**Your goal:**
What must be written out is each line from the one holding "For every instance of the turned" through the end of the records, word for word, minus any pictures.

**Information shown:**
- - -

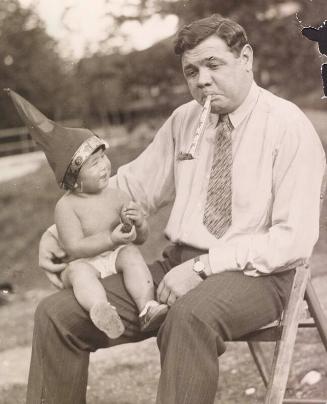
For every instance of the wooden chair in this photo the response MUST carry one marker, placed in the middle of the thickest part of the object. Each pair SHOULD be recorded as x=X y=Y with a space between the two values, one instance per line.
x=284 y=332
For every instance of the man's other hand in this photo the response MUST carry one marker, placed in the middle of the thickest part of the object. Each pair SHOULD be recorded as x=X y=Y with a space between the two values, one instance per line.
x=51 y=255
x=177 y=282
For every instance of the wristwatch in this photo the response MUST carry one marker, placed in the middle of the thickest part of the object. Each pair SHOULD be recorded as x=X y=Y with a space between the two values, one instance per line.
x=199 y=267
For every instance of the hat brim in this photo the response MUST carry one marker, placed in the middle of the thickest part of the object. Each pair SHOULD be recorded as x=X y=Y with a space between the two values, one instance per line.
x=88 y=147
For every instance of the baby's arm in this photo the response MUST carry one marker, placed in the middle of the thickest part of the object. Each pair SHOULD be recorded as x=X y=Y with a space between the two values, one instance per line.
x=73 y=240
x=134 y=212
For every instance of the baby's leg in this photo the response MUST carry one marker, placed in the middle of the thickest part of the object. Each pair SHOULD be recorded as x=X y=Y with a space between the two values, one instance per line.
x=137 y=277
x=139 y=283
x=90 y=294
x=84 y=279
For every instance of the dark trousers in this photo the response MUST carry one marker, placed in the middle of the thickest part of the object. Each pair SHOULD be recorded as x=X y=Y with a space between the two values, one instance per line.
x=223 y=307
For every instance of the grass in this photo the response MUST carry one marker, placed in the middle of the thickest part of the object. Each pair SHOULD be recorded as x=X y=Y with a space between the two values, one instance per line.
x=126 y=374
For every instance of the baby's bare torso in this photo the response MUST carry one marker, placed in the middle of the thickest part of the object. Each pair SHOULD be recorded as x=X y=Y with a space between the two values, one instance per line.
x=98 y=212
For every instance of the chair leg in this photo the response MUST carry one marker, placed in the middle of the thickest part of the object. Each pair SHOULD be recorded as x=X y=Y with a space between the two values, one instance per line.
x=316 y=312
x=284 y=348
x=260 y=360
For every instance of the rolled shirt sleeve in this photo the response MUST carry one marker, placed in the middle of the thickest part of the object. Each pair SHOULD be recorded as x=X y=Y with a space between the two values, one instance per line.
x=149 y=179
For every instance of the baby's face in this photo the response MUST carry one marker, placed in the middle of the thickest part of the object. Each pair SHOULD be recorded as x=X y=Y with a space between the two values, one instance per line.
x=95 y=173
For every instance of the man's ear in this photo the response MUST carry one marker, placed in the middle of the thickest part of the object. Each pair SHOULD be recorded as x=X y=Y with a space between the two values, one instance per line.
x=246 y=56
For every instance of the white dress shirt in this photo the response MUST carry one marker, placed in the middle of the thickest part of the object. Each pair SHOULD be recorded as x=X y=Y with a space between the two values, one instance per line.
x=278 y=165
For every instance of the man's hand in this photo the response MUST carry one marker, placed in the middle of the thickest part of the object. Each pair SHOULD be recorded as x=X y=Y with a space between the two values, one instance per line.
x=177 y=282
x=118 y=236
x=51 y=257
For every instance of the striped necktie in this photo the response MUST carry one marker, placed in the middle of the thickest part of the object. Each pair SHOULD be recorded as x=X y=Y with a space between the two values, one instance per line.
x=218 y=210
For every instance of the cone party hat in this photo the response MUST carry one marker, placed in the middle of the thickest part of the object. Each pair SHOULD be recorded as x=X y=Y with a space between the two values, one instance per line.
x=66 y=149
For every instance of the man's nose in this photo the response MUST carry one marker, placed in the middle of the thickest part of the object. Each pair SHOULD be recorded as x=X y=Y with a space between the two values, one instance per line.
x=204 y=77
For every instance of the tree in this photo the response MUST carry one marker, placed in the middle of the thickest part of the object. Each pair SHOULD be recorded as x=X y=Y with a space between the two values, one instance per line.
x=285 y=61
x=31 y=65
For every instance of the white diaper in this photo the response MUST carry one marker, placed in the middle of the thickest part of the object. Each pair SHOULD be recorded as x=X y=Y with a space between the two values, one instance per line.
x=105 y=263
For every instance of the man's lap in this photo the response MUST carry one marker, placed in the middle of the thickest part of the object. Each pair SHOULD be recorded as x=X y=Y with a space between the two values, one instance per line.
x=241 y=302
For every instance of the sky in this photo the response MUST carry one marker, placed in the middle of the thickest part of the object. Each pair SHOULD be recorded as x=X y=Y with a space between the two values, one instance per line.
x=87 y=25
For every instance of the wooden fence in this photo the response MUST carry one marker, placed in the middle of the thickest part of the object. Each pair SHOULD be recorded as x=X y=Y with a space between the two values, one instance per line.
x=18 y=140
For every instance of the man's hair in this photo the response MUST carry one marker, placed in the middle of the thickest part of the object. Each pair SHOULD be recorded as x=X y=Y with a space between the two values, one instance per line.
x=228 y=30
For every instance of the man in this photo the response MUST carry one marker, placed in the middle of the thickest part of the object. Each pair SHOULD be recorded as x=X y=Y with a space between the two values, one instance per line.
x=245 y=214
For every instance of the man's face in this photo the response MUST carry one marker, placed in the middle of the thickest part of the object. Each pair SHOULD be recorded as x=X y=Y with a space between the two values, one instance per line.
x=211 y=68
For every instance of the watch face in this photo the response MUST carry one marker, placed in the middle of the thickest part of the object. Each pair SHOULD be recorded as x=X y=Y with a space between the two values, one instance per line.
x=198 y=266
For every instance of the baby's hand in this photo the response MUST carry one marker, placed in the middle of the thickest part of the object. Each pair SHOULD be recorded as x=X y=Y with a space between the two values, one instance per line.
x=119 y=237
x=133 y=212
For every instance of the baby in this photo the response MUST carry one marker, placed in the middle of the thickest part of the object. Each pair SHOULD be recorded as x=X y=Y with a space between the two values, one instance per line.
x=88 y=218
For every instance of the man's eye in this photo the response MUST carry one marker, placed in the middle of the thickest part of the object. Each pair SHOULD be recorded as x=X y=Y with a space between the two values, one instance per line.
x=190 y=73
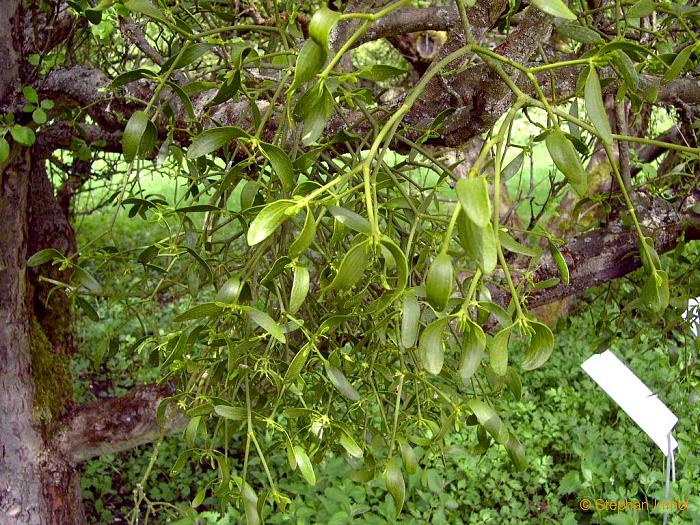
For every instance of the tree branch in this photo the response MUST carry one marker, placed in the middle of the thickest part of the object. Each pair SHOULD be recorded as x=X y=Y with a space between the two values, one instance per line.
x=602 y=255
x=113 y=425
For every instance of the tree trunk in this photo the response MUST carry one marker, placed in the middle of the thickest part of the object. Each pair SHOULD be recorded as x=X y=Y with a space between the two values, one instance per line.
x=37 y=485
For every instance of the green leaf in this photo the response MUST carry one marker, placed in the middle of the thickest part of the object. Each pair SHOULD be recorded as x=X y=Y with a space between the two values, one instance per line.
x=439 y=282
x=267 y=323
x=30 y=95
x=678 y=64
x=310 y=61
x=473 y=347
x=625 y=67
x=350 y=445
x=304 y=464
x=4 y=150
x=498 y=351
x=352 y=267
x=488 y=418
x=565 y=157
x=410 y=319
x=88 y=309
x=146 y=8
x=23 y=135
x=305 y=237
x=516 y=452
x=478 y=243
x=44 y=256
x=474 y=198
x=655 y=292
x=39 y=116
x=579 y=33
x=352 y=220
x=395 y=484
x=82 y=277
x=641 y=9
x=554 y=8
x=408 y=455
x=199 y=311
x=541 y=346
x=232 y=413
x=560 y=262
x=297 y=364
x=650 y=258
x=595 y=107
x=191 y=54
x=510 y=244
x=133 y=134
x=229 y=291
x=321 y=24
x=268 y=220
x=250 y=502
x=300 y=288
x=380 y=72
x=228 y=89
x=213 y=139
x=431 y=348
x=341 y=383
x=280 y=163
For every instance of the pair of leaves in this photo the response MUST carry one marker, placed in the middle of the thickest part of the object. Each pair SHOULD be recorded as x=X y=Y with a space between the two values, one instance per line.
x=269 y=219
x=431 y=348
x=352 y=267
x=593 y=97
x=479 y=243
x=473 y=349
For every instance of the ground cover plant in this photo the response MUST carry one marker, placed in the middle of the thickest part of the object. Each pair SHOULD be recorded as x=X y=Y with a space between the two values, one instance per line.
x=352 y=254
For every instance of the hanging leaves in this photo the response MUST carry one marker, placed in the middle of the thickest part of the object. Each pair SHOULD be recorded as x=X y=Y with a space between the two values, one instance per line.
x=269 y=219
x=431 y=347
x=595 y=107
x=439 y=282
x=474 y=198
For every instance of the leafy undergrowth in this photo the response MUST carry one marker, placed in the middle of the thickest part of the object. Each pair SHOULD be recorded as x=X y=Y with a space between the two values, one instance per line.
x=579 y=446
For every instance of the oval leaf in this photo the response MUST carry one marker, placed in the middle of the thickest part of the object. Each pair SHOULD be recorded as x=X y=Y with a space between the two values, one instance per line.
x=541 y=346
x=304 y=464
x=133 y=133
x=554 y=8
x=267 y=323
x=439 y=281
x=268 y=220
x=474 y=198
x=212 y=139
x=498 y=351
x=305 y=238
x=473 y=348
x=431 y=348
x=341 y=383
x=352 y=267
x=300 y=288
x=395 y=484
x=410 y=318
x=565 y=157
x=595 y=107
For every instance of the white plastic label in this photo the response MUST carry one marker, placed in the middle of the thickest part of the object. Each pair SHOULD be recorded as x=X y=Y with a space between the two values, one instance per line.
x=634 y=397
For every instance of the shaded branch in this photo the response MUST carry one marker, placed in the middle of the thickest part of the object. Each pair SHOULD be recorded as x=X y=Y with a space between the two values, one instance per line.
x=602 y=255
x=114 y=425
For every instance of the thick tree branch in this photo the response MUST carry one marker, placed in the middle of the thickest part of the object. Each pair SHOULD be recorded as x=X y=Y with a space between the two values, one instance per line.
x=411 y=20
x=602 y=255
x=113 y=425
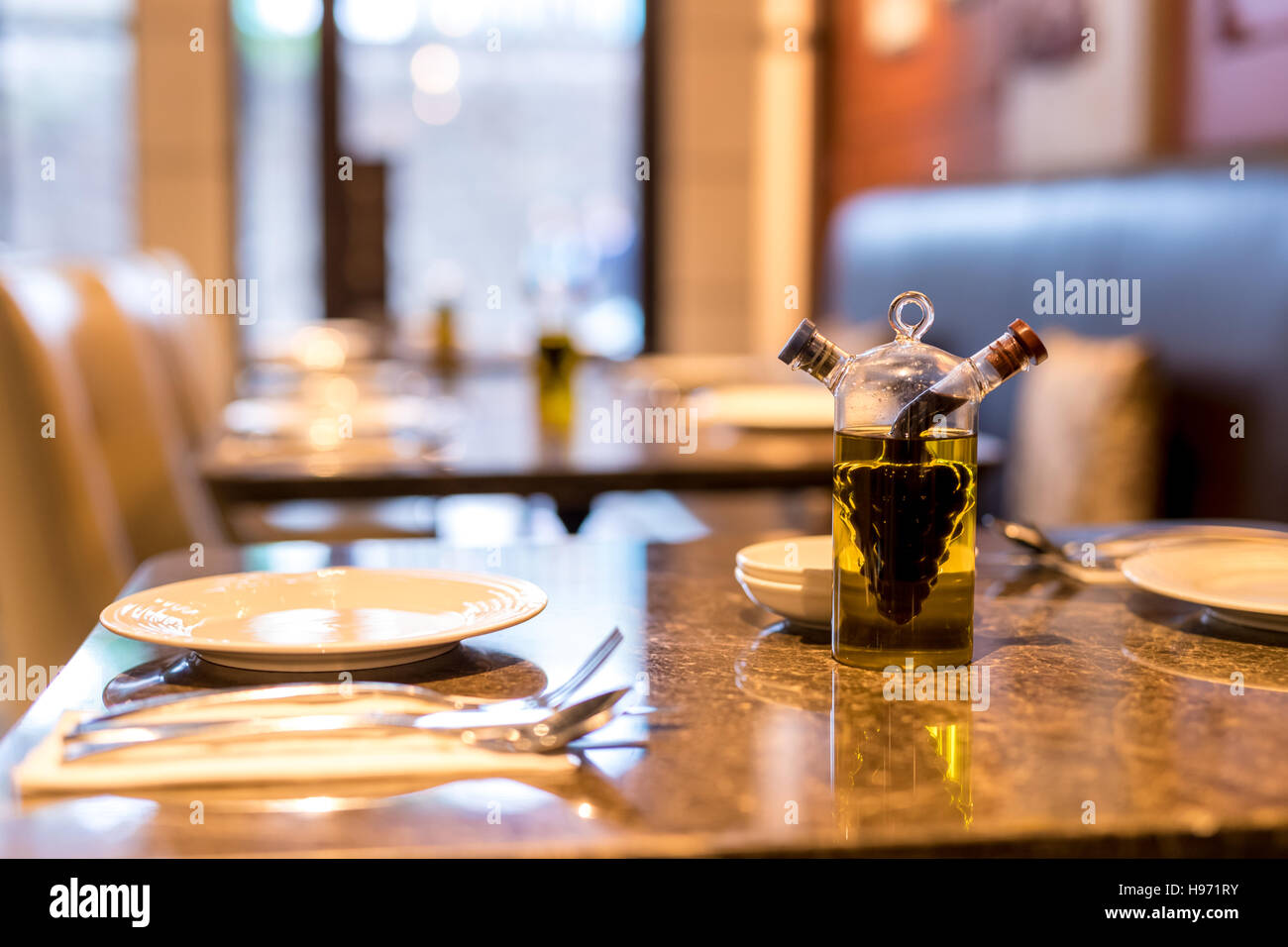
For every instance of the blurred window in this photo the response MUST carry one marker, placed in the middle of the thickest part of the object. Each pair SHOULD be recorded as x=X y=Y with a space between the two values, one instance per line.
x=67 y=125
x=278 y=200
x=509 y=132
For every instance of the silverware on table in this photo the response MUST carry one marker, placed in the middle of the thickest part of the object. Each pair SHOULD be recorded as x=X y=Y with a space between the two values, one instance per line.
x=1025 y=535
x=554 y=697
x=536 y=729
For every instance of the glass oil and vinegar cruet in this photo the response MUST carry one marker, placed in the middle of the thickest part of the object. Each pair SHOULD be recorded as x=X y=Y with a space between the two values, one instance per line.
x=905 y=484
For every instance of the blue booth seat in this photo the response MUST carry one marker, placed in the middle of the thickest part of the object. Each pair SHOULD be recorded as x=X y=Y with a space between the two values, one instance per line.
x=1206 y=256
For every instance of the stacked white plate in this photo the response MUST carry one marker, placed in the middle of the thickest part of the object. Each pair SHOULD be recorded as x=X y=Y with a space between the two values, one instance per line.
x=1239 y=581
x=791 y=578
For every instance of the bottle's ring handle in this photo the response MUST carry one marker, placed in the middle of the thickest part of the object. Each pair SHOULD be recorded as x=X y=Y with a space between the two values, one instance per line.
x=911 y=298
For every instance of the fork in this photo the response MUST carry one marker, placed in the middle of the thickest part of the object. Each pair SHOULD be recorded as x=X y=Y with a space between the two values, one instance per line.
x=540 y=731
x=553 y=697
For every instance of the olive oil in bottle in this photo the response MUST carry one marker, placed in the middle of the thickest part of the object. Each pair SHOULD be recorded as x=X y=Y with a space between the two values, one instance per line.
x=903 y=548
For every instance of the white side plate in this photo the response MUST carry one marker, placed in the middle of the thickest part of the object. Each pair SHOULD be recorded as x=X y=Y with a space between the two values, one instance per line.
x=334 y=618
x=1244 y=581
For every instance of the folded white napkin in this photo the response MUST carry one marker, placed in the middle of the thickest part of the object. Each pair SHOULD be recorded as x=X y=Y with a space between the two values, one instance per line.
x=279 y=759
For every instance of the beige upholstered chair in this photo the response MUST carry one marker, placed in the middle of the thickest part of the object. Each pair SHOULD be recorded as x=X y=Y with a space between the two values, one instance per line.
x=162 y=500
x=63 y=549
x=196 y=351
x=1087 y=434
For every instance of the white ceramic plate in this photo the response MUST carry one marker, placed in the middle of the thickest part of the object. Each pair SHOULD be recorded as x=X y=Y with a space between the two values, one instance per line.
x=1244 y=581
x=800 y=561
x=334 y=618
x=299 y=419
x=794 y=602
x=768 y=407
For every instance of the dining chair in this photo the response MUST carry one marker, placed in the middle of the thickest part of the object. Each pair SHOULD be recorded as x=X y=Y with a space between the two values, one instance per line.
x=1087 y=438
x=63 y=548
x=194 y=351
x=159 y=489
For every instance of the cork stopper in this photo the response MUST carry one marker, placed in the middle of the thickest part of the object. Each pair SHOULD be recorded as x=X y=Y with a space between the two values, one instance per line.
x=1017 y=350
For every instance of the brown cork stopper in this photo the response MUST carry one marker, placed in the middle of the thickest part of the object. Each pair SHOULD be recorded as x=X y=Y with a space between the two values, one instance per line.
x=1016 y=350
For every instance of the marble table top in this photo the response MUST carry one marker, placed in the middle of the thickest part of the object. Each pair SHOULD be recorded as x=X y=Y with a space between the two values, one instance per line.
x=1106 y=720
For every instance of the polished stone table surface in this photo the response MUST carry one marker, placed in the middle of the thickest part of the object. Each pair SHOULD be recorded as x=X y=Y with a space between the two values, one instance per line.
x=1102 y=701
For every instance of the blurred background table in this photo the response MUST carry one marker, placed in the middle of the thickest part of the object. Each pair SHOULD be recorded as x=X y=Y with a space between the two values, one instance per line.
x=490 y=440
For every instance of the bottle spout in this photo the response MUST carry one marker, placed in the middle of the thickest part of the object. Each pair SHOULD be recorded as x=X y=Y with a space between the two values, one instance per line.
x=807 y=350
x=1018 y=350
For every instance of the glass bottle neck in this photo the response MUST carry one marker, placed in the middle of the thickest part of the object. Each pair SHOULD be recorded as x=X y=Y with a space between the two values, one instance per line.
x=822 y=360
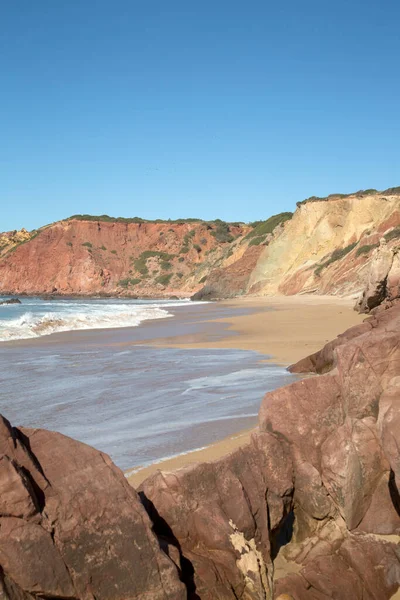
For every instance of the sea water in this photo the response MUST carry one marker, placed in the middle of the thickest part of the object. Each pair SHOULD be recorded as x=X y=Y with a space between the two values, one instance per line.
x=134 y=401
x=35 y=317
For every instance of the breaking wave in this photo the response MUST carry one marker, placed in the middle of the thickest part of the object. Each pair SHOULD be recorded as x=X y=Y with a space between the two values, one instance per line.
x=31 y=325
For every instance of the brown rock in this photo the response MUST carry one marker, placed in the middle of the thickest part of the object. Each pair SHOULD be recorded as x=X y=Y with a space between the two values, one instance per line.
x=81 y=531
x=352 y=464
x=224 y=517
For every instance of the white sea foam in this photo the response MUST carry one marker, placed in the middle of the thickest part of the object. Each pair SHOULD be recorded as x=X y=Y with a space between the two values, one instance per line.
x=78 y=317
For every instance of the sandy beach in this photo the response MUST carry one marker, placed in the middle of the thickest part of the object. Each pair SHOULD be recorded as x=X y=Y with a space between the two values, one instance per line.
x=285 y=329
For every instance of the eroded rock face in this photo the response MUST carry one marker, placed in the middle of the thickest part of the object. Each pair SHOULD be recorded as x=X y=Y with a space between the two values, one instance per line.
x=71 y=527
x=327 y=455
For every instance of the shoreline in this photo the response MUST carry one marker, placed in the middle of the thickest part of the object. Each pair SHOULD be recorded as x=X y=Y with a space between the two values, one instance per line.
x=284 y=329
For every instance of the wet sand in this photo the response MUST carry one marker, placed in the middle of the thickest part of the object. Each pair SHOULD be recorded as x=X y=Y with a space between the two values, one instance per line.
x=285 y=329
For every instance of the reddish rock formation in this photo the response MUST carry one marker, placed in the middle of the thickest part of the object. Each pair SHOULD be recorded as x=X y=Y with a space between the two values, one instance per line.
x=71 y=527
x=310 y=507
x=329 y=246
x=100 y=257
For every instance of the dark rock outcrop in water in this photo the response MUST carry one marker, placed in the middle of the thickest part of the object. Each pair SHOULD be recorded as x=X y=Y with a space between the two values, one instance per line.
x=11 y=301
x=72 y=527
x=308 y=510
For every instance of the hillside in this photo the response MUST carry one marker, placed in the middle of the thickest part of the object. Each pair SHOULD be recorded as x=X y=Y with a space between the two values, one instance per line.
x=328 y=246
x=102 y=255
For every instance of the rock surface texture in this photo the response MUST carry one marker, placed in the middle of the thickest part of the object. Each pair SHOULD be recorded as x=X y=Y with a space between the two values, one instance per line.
x=71 y=527
x=310 y=508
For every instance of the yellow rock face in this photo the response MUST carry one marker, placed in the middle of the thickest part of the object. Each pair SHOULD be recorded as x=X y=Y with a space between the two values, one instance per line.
x=318 y=228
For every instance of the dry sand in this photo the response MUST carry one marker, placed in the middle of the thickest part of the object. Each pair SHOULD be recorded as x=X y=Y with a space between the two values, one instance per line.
x=284 y=328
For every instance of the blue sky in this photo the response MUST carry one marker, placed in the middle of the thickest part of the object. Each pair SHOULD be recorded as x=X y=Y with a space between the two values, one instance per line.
x=210 y=109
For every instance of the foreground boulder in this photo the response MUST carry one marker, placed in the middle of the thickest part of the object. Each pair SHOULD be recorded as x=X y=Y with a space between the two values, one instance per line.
x=310 y=508
x=71 y=527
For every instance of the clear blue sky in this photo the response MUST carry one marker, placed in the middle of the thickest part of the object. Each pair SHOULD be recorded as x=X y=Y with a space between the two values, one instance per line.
x=177 y=108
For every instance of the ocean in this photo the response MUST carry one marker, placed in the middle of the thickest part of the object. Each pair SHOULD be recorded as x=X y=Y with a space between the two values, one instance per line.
x=86 y=368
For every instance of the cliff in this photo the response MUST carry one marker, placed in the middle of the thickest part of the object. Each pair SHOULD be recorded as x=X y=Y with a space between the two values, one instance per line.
x=331 y=245
x=89 y=255
x=308 y=510
x=328 y=245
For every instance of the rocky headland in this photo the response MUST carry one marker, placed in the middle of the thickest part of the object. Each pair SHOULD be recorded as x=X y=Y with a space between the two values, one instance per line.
x=327 y=246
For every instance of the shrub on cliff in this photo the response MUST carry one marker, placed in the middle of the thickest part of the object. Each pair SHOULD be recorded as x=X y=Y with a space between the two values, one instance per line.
x=263 y=228
x=125 y=283
x=392 y=235
x=366 y=249
x=164 y=279
x=222 y=232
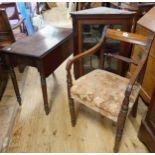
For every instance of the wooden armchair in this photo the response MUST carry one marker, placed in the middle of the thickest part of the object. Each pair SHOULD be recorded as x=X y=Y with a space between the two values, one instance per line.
x=6 y=38
x=107 y=93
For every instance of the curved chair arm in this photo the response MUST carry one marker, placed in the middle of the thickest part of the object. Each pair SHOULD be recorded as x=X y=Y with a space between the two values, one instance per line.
x=18 y=24
x=88 y=52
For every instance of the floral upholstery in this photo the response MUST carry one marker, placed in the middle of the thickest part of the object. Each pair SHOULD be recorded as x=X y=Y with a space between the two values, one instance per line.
x=103 y=92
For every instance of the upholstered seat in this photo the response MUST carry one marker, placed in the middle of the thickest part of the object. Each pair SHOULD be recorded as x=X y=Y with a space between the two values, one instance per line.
x=103 y=91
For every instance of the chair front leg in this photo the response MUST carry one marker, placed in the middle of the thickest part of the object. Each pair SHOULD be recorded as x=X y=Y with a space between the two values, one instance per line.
x=135 y=107
x=71 y=101
x=120 y=124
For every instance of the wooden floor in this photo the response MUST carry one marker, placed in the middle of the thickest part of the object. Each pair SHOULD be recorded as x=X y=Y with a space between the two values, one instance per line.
x=36 y=132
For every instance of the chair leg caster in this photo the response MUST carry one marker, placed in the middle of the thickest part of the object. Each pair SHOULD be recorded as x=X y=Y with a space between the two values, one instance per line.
x=47 y=110
x=73 y=123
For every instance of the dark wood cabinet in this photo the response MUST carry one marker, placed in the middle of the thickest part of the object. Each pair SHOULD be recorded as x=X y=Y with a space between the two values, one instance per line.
x=99 y=16
x=146 y=26
x=147 y=129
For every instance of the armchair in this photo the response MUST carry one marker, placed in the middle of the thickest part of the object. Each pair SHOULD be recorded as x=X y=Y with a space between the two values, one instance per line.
x=107 y=93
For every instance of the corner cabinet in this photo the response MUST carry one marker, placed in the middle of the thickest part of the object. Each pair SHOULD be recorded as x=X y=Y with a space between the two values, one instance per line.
x=94 y=19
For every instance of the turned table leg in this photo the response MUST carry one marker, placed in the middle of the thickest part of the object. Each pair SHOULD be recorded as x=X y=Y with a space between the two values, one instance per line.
x=14 y=81
x=44 y=91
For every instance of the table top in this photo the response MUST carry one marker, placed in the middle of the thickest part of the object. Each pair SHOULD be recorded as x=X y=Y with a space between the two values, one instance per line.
x=101 y=11
x=40 y=43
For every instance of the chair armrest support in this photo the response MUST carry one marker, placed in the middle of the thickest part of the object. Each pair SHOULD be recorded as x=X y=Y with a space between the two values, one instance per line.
x=135 y=76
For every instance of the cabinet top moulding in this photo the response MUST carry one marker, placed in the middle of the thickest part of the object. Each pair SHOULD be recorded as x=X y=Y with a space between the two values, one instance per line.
x=100 y=11
x=148 y=21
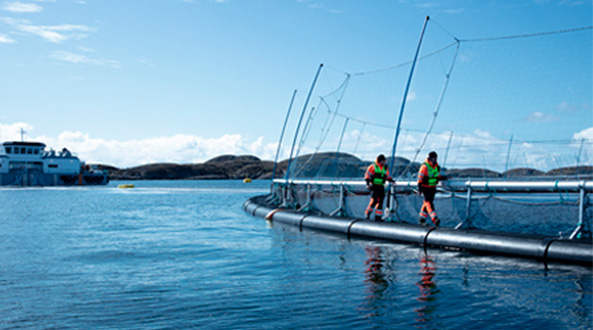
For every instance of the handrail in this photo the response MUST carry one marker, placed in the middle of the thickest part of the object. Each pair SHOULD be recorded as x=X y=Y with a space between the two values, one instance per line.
x=462 y=185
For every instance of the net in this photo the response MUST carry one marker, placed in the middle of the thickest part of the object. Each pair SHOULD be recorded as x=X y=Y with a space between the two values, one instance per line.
x=491 y=107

- - -

**Response:**
For every instance of the turned table leg in this photo the response MUST carry one marker, placed in the middle of the thickest part of the object. Each pair SHOULD be recorded as x=X y=Y with a space between the two values, one instance per line.
x=14 y=81
x=44 y=91
For every instance of the table top in this photo the response MUST carry one marker, placed in the middle of the thickest part of the object. Each pair SHOULD be recorded as x=X y=Y with a space between the two values, one instance per line.
x=101 y=11
x=40 y=43
For every instance of the chair armrest support in this photo the response MUST carry one marker, placed in the middle of the thickest part of the object. Each pair SHOULD be recorded as x=X y=Y with a space between the two values, one instance per line.
x=135 y=76
For every instance of the cabinet top moulding in this photo the response MUST carry one marker, placed in the middle of the thickest part of the object. Each pair SHOULD be recorded as x=X y=Y with a space between the two values, one instance per line.
x=100 y=11
x=148 y=21
For every instance of the handrail in this photo the response MUST carry one marker, placed in the middle of the thickest part of the object. Each pair SHOULD be recorded as x=X y=Y with a space between the two values, one instance per line.
x=462 y=185
For every instance of the net in this photo the response MUST carry one marker, placed in the middle of the thickest part of the object. Each pair SHOULD be recorded as x=X y=Y with a space between the two values, one instance per line.
x=491 y=107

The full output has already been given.